The Bride Comes Home is a 1935 comedy film made by Paramount Pictures, directed by Wesley Ruggles, and starring Claudette Colbert, Fred MacMurray and Robert Young. It was written by Claude Binyon and Elisabeth Sanxay Holding.

Plot
After the bankruptcy of her father's business, the penniless socialite Jeannette Desmereau (Colbert) works with magazine editor Cyrus Anderson (MacMurray) and publisher Jack Bristow (Young). They discuss love and wedding plans. However, when Bristow would seem to marry her, Anderson prepares a plan to take her back. This is a romantic comedy with money, bad tempers and love in the balance.

Cast
Claudette Colbert as Jeannette Desmereau
Fred MacMurray as Cyrus Anderson
Robert Young as Jack Bristow
William Collier, Sr. as Alfred Desmereau
Donald Meek as The judge
Richard Carle as Frank (butler)

**Dataset entries:**

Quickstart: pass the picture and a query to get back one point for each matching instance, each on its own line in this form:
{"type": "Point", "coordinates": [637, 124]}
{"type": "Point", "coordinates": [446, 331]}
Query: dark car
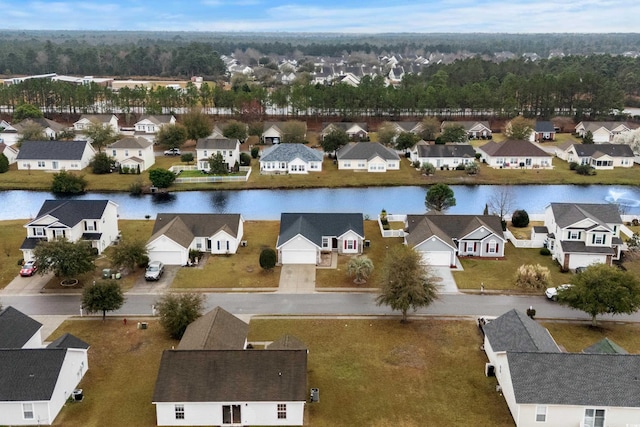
{"type": "Point", "coordinates": [28, 269]}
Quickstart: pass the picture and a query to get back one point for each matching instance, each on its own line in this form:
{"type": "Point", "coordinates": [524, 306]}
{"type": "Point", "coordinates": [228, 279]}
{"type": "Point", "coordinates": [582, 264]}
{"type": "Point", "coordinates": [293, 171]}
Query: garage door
{"type": "Point", "coordinates": [441, 258]}
{"type": "Point", "coordinates": [168, 257]}
{"type": "Point", "coordinates": [299, 257]}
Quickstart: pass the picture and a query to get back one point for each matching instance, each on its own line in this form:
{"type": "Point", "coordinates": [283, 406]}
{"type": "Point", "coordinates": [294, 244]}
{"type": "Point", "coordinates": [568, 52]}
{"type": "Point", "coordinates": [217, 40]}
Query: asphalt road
{"type": "Point", "coordinates": [327, 304]}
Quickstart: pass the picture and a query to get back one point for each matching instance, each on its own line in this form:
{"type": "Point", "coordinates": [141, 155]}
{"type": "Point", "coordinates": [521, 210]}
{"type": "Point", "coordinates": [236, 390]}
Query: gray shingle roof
{"type": "Point", "coordinates": [575, 379]}
{"type": "Point", "coordinates": [287, 152]}
{"type": "Point", "coordinates": [52, 150]}
{"type": "Point", "coordinates": [515, 331]}
{"type": "Point", "coordinates": [29, 374]}
{"type": "Point", "coordinates": [366, 151]}
{"type": "Point", "coordinates": [216, 330]}
{"type": "Point", "coordinates": [314, 226]}
{"type": "Point", "coordinates": [232, 376]}
{"type": "Point", "coordinates": [16, 328]}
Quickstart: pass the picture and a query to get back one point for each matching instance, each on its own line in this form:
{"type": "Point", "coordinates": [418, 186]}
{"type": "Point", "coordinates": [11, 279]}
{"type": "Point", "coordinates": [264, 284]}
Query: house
{"type": "Point", "coordinates": [367, 156]}
{"type": "Point", "coordinates": [475, 130]}
{"type": "Point", "coordinates": [106, 120]}
{"type": "Point", "coordinates": [174, 235]}
{"type": "Point", "coordinates": [355, 131]}
{"type": "Point", "coordinates": [94, 221]}
{"type": "Point", "coordinates": [304, 236]}
{"type": "Point", "coordinates": [544, 386]}
{"type": "Point", "coordinates": [17, 330]}
{"type": "Point", "coordinates": [133, 152]}
{"type": "Point", "coordinates": [581, 234]}
{"type": "Point", "coordinates": [514, 154]}
{"type": "Point", "coordinates": [10, 153]}
{"type": "Point", "coordinates": [603, 132]}
{"type": "Point", "coordinates": [447, 156]}
{"type": "Point", "coordinates": [207, 148]}
{"type": "Point", "coordinates": [291, 158]}
{"type": "Point", "coordinates": [231, 387]}
{"type": "Point", "coordinates": [441, 239]}
{"type": "Point", "coordinates": [216, 330]}
{"type": "Point", "coordinates": [600, 156]}
{"type": "Point", "coordinates": [54, 156]}
{"type": "Point", "coordinates": [275, 132]}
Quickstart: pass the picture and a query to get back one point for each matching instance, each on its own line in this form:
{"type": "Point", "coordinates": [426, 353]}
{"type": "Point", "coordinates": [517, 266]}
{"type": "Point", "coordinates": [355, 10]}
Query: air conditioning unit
{"type": "Point", "coordinates": [489, 370]}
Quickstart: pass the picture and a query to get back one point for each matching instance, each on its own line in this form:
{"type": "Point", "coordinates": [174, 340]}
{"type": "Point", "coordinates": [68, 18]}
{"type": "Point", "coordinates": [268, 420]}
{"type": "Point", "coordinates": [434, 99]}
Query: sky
{"type": "Point", "coordinates": [335, 16]}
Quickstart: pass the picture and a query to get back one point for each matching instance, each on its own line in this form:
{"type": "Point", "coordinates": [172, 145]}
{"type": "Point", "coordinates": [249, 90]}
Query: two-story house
{"type": "Point", "coordinates": [94, 221]}
{"type": "Point", "coordinates": [580, 234]}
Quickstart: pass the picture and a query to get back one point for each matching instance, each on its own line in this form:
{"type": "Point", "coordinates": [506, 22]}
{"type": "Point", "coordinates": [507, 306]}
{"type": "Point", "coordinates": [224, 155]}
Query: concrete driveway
{"type": "Point", "coordinates": [297, 279]}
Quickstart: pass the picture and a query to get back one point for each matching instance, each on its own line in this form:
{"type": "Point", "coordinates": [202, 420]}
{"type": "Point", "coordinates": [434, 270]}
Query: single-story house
{"type": "Point", "coordinates": [514, 154]}
{"type": "Point", "coordinates": [94, 221]}
{"type": "Point", "coordinates": [304, 236]}
{"type": "Point", "coordinates": [54, 156]}
{"type": "Point", "coordinates": [367, 156]}
{"type": "Point", "coordinates": [133, 152]}
{"type": "Point", "coordinates": [441, 239]}
{"type": "Point", "coordinates": [291, 158]}
{"type": "Point", "coordinates": [175, 234]}
{"type": "Point", "coordinates": [447, 156]}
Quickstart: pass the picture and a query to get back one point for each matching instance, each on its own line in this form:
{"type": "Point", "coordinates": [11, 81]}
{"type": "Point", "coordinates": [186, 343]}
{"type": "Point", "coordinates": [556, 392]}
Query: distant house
{"type": "Point", "coordinates": [94, 221]}
{"type": "Point", "coordinates": [133, 152]}
{"type": "Point", "coordinates": [207, 148]}
{"type": "Point", "coordinates": [367, 156]}
{"type": "Point", "coordinates": [447, 156]}
{"type": "Point", "coordinates": [514, 154]}
{"type": "Point", "coordinates": [174, 235]}
{"type": "Point", "coordinates": [600, 156]}
{"type": "Point", "coordinates": [441, 239]}
{"type": "Point", "coordinates": [54, 156]}
{"type": "Point", "coordinates": [290, 158]}
{"type": "Point", "coordinates": [304, 236]}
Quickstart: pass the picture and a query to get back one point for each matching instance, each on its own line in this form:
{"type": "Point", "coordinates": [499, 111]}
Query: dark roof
{"type": "Point", "coordinates": [449, 227]}
{"type": "Point", "coordinates": [582, 379]}
{"type": "Point", "coordinates": [29, 374]}
{"type": "Point", "coordinates": [596, 150]}
{"type": "Point", "coordinates": [314, 226]}
{"type": "Point", "coordinates": [16, 328]}
{"type": "Point", "coordinates": [515, 331]}
{"type": "Point", "coordinates": [605, 346]}
{"type": "Point", "coordinates": [512, 147]}
{"type": "Point", "coordinates": [216, 330]}
{"type": "Point", "coordinates": [449, 150]}
{"type": "Point", "coordinates": [232, 376]}
{"type": "Point", "coordinates": [366, 151]}
{"type": "Point", "coordinates": [68, 341]}
{"type": "Point", "coordinates": [52, 150]}
{"type": "Point", "coordinates": [71, 212]}
{"type": "Point", "coordinates": [566, 214]}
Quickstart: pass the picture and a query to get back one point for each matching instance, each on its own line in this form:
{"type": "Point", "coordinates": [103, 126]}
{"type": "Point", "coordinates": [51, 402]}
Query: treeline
{"type": "Point", "coordinates": [574, 86]}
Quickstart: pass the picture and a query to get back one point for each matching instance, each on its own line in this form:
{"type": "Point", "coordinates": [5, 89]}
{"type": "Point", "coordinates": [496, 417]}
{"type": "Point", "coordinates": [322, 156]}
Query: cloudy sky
{"type": "Point", "coordinates": [349, 16]}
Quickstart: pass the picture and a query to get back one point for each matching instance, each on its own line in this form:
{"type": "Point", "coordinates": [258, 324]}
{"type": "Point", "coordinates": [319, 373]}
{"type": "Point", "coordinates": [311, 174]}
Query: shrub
{"type": "Point", "coordinates": [531, 276]}
{"type": "Point", "coordinates": [520, 218]}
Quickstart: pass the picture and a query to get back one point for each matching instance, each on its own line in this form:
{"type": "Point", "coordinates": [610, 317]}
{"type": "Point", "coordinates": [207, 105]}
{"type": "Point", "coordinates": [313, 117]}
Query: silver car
{"type": "Point", "coordinates": [154, 271]}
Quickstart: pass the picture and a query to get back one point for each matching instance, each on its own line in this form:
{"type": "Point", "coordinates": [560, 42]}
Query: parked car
{"type": "Point", "coordinates": [552, 293]}
{"type": "Point", "coordinates": [154, 271]}
{"type": "Point", "coordinates": [28, 269]}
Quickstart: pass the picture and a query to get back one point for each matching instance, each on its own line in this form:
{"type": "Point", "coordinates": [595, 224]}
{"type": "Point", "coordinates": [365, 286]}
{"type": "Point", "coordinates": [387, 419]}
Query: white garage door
{"type": "Point", "coordinates": [440, 258]}
{"type": "Point", "coordinates": [299, 257]}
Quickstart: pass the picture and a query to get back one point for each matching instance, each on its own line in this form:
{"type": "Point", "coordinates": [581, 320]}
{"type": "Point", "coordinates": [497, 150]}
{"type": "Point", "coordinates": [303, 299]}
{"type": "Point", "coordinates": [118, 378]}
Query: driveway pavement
{"type": "Point", "coordinates": [297, 279]}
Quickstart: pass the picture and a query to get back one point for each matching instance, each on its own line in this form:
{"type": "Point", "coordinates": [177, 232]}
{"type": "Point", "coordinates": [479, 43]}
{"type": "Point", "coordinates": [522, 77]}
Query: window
{"type": "Point", "coordinates": [282, 411]}
{"type": "Point", "coordinates": [179, 410]}
{"type": "Point", "coordinates": [27, 411]}
{"type": "Point", "coordinates": [231, 414]}
{"type": "Point", "coordinates": [593, 418]}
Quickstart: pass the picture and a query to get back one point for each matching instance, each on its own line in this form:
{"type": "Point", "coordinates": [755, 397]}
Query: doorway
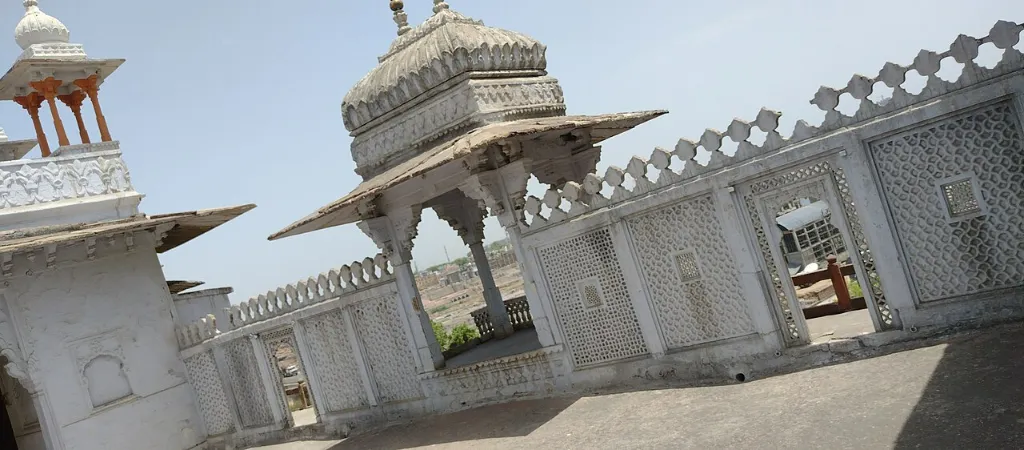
{"type": "Point", "coordinates": [814, 255]}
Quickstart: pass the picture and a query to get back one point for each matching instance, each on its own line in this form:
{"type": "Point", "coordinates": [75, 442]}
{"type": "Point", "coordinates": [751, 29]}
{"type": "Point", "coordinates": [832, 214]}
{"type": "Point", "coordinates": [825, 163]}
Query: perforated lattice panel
{"type": "Point", "coordinates": [953, 258]}
{"type": "Point", "coordinates": [391, 361]}
{"type": "Point", "coordinates": [594, 334]}
{"type": "Point", "coordinates": [250, 396]}
{"type": "Point", "coordinates": [210, 392]}
{"type": "Point", "coordinates": [332, 357]}
{"type": "Point", "coordinates": [690, 274]}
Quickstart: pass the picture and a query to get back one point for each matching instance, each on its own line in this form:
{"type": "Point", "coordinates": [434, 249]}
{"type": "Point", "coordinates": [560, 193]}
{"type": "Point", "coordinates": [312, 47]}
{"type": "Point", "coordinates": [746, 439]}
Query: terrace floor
{"type": "Point", "coordinates": [520, 341]}
{"type": "Point", "coordinates": [964, 392]}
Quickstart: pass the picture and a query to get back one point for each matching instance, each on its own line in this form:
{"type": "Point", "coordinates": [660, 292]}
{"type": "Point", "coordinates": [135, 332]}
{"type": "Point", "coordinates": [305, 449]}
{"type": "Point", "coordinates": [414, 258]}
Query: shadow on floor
{"type": "Point", "coordinates": [974, 399]}
{"type": "Point", "coordinates": [508, 420]}
{"type": "Point", "coordinates": [518, 342]}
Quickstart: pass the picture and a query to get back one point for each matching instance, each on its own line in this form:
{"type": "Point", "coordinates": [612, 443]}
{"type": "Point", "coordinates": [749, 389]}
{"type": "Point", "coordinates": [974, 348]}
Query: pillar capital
{"type": "Point", "coordinates": [90, 84]}
{"type": "Point", "coordinates": [463, 213]}
{"type": "Point", "coordinates": [503, 191]}
{"type": "Point", "coordinates": [394, 233]}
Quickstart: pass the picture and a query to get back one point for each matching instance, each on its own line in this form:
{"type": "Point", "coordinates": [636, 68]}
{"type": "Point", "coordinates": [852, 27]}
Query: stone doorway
{"type": "Point", "coordinates": [816, 261]}
{"type": "Point", "coordinates": [294, 394]}
{"type": "Point", "coordinates": [7, 440]}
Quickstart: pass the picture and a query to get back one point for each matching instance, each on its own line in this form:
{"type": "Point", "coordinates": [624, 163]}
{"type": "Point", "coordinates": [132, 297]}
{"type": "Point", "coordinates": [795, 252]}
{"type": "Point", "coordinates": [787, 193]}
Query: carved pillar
{"type": "Point", "coordinates": [466, 216]}
{"type": "Point", "coordinates": [311, 373]}
{"type": "Point", "coordinates": [91, 87]}
{"type": "Point", "coordinates": [393, 234]}
{"type": "Point", "coordinates": [74, 101]}
{"type": "Point", "coordinates": [48, 88]}
{"type": "Point", "coordinates": [31, 103]}
{"type": "Point", "coordinates": [504, 191]}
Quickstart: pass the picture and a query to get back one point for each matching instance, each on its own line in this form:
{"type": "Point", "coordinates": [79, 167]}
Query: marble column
{"type": "Point", "coordinates": [74, 101]}
{"type": "Point", "coordinates": [91, 87]}
{"type": "Point", "coordinates": [393, 234]}
{"type": "Point", "coordinates": [466, 216]}
{"type": "Point", "coordinates": [48, 88]}
{"type": "Point", "coordinates": [31, 103]}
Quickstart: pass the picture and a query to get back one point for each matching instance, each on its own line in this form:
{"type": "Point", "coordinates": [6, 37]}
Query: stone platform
{"type": "Point", "coordinates": [954, 392]}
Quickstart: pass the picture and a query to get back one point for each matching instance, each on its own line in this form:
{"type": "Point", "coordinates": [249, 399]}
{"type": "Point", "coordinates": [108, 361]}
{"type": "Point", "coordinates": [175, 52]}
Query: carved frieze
{"type": "Point", "coordinates": [472, 104]}
{"type": "Point", "coordinates": [45, 180]}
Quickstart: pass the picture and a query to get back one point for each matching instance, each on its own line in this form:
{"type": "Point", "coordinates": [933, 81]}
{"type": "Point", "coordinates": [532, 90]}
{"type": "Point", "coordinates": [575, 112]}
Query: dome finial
{"type": "Point", "coordinates": [399, 16]}
{"type": "Point", "coordinates": [38, 28]}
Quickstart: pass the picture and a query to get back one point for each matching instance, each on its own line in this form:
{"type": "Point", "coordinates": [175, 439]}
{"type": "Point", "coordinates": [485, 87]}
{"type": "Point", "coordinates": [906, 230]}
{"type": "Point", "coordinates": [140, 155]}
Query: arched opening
{"type": "Point", "coordinates": [18, 420]}
{"type": "Point", "coordinates": [107, 379]}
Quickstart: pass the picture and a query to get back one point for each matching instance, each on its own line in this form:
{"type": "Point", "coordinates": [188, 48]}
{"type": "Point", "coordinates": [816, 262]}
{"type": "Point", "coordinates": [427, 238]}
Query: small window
{"type": "Point", "coordinates": [107, 380]}
{"type": "Point", "coordinates": [960, 198]}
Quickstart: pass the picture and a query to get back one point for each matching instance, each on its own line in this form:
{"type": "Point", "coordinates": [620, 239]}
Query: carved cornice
{"type": "Point", "coordinates": [32, 262]}
{"type": "Point", "coordinates": [471, 104]}
{"type": "Point", "coordinates": [53, 179]}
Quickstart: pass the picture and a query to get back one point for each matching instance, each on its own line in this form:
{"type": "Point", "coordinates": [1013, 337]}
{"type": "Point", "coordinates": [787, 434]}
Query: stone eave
{"type": "Point", "coordinates": [19, 73]}
{"type": "Point", "coordinates": [347, 209]}
{"type": "Point", "coordinates": [178, 286]}
{"type": "Point", "coordinates": [181, 228]}
{"type": "Point", "coordinates": [15, 149]}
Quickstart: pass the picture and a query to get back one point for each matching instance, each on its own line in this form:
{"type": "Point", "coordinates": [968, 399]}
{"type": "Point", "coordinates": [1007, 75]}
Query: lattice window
{"type": "Point", "coordinates": [250, 395]}
{"type": "Point", "coordinates": [694, 302]}
{"type": "Point", "coordinates": [594, 334]}
{"type": "Point", "coordinates": [274, 342]}
{"type": "Point", "coordinates": [590, 292]}
{"type": "Point", "coordinates": [332, 357]}
{"type": "Point", "coordinates": [210, 393]}
{"type": "Point", "coordinates": [860, 242]}
{"type": "Point", "coordinates": [686, 262]}
{"type": "Point", "coordinates": [391, 362]}
{"type": "Point", "coordinates": [960, 198]}
{"type": "Point", "coordinates": [976, 252]}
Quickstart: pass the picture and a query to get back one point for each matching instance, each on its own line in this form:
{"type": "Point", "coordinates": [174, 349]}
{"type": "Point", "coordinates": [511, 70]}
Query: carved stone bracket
{"type": "Point", "coordinates": [463, 213]}
{"type": "Point", "coordinates": [393, 233]}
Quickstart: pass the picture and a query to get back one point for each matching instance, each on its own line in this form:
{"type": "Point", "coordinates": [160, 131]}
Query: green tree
{"type": "Point", "coordinates": [443, 339]}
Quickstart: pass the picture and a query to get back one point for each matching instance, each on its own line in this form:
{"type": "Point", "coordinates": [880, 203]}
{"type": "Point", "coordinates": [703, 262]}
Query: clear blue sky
{"type": "Point", "coordinates": [225, 103]}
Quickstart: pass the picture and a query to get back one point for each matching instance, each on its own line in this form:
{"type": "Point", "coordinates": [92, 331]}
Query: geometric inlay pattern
{"type": "Point", "coordinates": [867, 264]}
{"type": "Point", "coordinates": [675, 244]}
{"type": "Point", "coordinates": [387, 349]}
{"type": "Point", "coordinates": [960, 198]}
{"type": "Point", "coordinates": [212, 401]}
{"type": "Point", "coordinates": [594, 334]}
{"type": "Point", "coordinates": [250, 396]}
{"type": "Point", "coordinates": [331, 355]}
{"type": "Point", "coordinates": [279, 344]}
{"type": "Point", "coordinates": [975, 253]}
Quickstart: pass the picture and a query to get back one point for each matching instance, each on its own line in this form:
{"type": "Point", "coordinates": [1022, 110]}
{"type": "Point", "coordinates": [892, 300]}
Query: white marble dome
{"type": "Point", "coordinates": [444, 46]}
{"type": "Point", "coordinates": [39, 28]}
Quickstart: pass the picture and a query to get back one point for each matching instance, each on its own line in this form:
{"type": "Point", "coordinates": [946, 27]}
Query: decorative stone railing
{"type": "Point", "coordinates": [198, 332]}
{"type": "Point", "coordinates": [617, 185]}
{"type": "Point", "coordinates": [77, 175]}
{"type": "Point", "coordinates": [331, 284]}
{"type": "Point", "coordinates": [518, 310]}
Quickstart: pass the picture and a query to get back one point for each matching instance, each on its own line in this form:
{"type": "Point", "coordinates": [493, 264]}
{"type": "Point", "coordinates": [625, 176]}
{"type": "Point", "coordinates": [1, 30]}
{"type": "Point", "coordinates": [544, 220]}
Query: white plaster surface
{"type": "Point", "coordinates": [115, 307]}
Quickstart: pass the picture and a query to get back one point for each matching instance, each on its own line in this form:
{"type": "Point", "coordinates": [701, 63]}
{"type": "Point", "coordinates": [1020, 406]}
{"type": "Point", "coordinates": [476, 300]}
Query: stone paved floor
{"type": "Point", "coordinates": [967, 393]}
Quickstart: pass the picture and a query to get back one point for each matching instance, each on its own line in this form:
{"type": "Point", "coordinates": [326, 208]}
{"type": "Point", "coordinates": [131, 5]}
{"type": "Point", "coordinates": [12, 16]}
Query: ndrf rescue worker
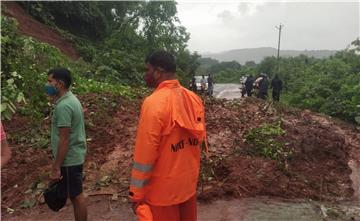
{"type": "Point", "coordinates": [168, 144]}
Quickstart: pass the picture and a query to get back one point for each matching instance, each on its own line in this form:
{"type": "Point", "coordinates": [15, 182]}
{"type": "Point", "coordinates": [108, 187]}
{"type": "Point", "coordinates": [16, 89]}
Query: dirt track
{"type": "Point", "coordinates": [318, 171]}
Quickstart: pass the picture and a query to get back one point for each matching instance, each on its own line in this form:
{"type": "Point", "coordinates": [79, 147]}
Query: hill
{"type": "Point", "coordinates": [258, 54]}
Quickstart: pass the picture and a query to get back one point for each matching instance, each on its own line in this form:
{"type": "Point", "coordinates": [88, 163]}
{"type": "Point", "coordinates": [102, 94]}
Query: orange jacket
{"type": "Point", "coordinates": [168, 145]}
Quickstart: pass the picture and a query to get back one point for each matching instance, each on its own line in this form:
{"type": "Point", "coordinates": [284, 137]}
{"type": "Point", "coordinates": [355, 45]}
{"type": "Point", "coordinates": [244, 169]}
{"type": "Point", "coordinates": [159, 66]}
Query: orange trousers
{"type": "Point", "coordinates": [186, 211]}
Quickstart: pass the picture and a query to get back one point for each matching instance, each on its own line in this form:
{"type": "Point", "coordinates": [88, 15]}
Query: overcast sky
{"type": "Point", "coordinates": [216, 26]}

**Exercise 1:**
Answer these questions from the article on The Bride Comes Home:
(a) Who directed the film?
(b) Which actor plays Alfred Desmereau?
(c) What is Cyrus Anderson's job?
**Exercise 2:** Please edit the article on The Bride Comes Home: write out the passage between "The Bride Comes" and "in the balance.", inclusive, with "Paramount Pictures" changed to "Columbia Pictures".
**Exercise 3:** Translate this sentence from the article on The Bride Comes Home into Spanish: "This is a romantic comedy with money, bad tempers and love in the balance."

**Written answer 1:**
(a) Wesley Ruggles
(b) William Collier, Sr.
(c) Magazine editor

**Written answer 2:**
The Bride Comes Home is a 1935 comedy film made by Columbia Pictures, directed by Wesley Ruggles, and starring Claudette Colbert, Fred MacMurray and Robert Young. It was written by Claude Binyon and Elisabeth Sanxay Holding.

Plot
After the bankruptcy of her father's business, the penniless socialite Jeannette Desmereau (Colbert) works with magazine editor Cyrus Anderson (MacMurray) and publisher Jack Bristow (Young). They discuss love and wedding plans. However, when Bristow would seem to marry her, Anderson prepares a plan to take her back. This is a romantic comedy with money, bad tempers and love in the balance.

**Written answer 3:** Es una comedia romántica en la que están en juego el dinero, el mal genio y el amor.